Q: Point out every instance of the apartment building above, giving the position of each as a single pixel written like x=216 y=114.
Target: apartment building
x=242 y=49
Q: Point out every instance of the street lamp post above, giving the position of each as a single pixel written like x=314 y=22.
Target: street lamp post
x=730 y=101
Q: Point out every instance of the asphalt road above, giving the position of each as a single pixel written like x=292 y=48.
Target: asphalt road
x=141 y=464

# # # # #

- TASK STATEMENT:
Rewrite all of the entries above, substituting "Locate each instance" for every occurrence of "Point out every instance" and leaving everything else unchanged.

- REPLY TO THE EXERCISE:
Q: Locate each instance of the apartment building above, giving the position of each as a single pixel written like x=216 y=114.
Target: apartment building
x=242 y=49
Q: Locate each instance of the street lamp post above, giving the position of each as a single pixel written like x=314 y=22.
Target: street lamp post
x=730 y=101
Q: Locate each instance of the asphalt road above, giving the position of each as a single pixel written like x=292 y=48.
Target: asphalt road
x=141 y=464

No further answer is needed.